**YOUR OBJECTIVE:**
Count the lines in the data below that contain the string "above", matching case exactly. Give only the number.

**INPUT MATERIAL:**

.....

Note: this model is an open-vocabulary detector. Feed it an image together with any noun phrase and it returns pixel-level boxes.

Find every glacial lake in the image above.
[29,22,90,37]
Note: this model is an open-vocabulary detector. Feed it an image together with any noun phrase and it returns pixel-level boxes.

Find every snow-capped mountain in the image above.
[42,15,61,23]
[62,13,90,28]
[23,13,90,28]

.....

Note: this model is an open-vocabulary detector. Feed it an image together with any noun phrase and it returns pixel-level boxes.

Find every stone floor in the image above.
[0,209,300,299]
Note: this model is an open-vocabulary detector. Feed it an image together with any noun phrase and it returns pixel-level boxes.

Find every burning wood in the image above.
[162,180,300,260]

.....

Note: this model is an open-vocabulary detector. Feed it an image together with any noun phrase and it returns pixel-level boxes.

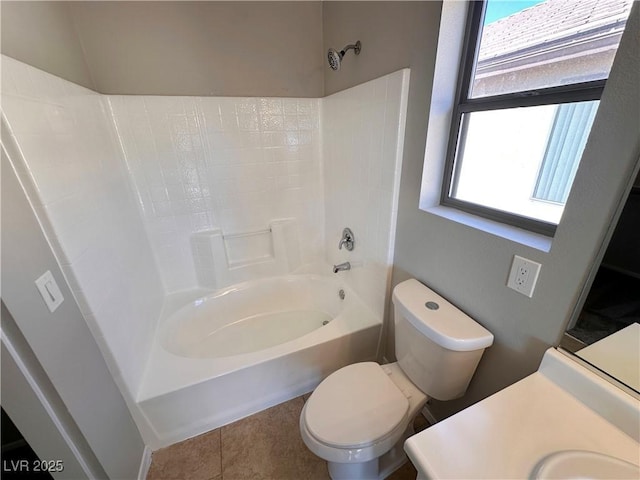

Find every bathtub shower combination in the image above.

.....

**EXERCISE SOLUTION:**
5